This work investigates the benefits of using multiple injection strategies with up to 5 pulses/cycle for optimizing HSDI diesel combustion and emissions. An improved multi-step phenomenological soot model, enabled by its high computational efficiency, was adopted for the computational optimizations using the KIVA-3V code. This model was validated on heavy-duty and HSDI diesel engines with single and split injections over wide operating ranges. Excellent agreements were seen with the measured data for engine-out soot quantity, soot volume fraction, particle size, and number density.
The models were applied using an optimization framework, which consists of tools of searching, evaluation, and data analysis. A new local search technique called the Non-Gradient Step-Controlled (NGSC) algorithm was developed that places no requirement on response surface continuity/differentiability. A global optimization technique, called Path-Tracking Global NGSC (PTGN) algorithm was proposed. The PTGN solves the “exploration vs. exploitation” problem by systematically combining the local (NGSC) and global search techniques. By comparing to Genetic Algorithm—based optimization on the same HSDI split injection problem, the PTGN algorithm exhibited significantly higher search efficiency and accuracy, in addition to stronger global convergence.

# DATA TO EXAMINE
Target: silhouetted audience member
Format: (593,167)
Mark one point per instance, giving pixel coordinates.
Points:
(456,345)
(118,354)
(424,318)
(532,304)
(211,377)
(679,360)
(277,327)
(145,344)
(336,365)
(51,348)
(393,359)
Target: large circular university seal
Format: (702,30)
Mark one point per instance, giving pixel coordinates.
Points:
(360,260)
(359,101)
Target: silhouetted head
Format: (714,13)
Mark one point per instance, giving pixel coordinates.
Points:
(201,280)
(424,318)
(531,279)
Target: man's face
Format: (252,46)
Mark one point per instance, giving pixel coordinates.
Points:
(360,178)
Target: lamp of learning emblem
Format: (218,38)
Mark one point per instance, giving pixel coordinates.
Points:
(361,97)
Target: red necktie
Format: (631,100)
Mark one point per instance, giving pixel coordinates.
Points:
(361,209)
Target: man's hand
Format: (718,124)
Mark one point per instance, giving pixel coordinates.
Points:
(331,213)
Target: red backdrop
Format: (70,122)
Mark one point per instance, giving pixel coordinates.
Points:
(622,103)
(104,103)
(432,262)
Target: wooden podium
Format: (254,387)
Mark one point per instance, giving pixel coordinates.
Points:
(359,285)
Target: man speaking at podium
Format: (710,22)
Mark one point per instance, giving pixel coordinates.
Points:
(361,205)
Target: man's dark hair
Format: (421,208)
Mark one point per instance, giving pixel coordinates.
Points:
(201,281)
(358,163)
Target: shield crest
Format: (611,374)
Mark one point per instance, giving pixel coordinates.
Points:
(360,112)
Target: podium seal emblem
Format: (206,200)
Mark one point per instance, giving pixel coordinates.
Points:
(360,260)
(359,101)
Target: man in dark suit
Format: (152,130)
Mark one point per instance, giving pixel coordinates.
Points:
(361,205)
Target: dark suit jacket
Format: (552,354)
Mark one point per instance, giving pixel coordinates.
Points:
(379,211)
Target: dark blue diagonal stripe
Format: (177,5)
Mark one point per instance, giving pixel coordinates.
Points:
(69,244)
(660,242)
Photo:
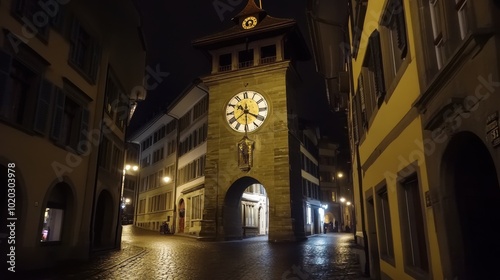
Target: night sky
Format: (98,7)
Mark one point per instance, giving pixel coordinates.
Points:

# WORK TASK 1
Do these statements agree with the diesel optimization passage? Answer yes or no for each, quoting the deciding words. (a) The soot model was validated only on heavy-duty diesel engines. (b) The NGSC algorithm requires the response surface to be continuous and differentiable. (c) The PTGN algorithm combines local and global search techniques.
# WORK TASK 2
Can you carry on the diesel optimization passage from its final sentence?
The material has no connection to the diesel optimization passage.

# EXERCISE ANSWER 1
(a) No: "This model was validated on heavy-duty and HSDI diesel engines with single and split injections over wide operating ranges."
(b) No: "places no requirement on response surface continuity/differentiability"
(c) Yes: "The PTGN solves the “exploration vs. exploitation” problem by systematically combining the local (NGSC) and global search techniques."

# EXERCISE ANSWER 2
A non-parametric regression method, called the Component Selection and Smoothing Operator (COSSO), was revised and coded to serve as the data analysis tool. The COSSO method was applied on the data obtained from the engine optimizations. Models correlating engine responses (e.g., merit function value, emissions, BSFC) and engine operating parameters were constructed through the data-driven processes by extracting information from the data samples. Though facing the challenges of undesigned, un-evenly-distributed, and small size data samples with regard to the control factors’ high-dimensionality, complex correlations between responses and factors, and complicated interactions between control factors, cross validations showed satisfying agreements between the sample data and model predictions. Based on the well-constructed models, the importance of the control factors could be ranked according to their significance in the models, and interactions between control factors and their influence on responses could be quantitatively assessed. Moreover, the solutions can be diversified to meet various criteria. The potential of using the COSSO method for assisting optimal parameter search was also explored.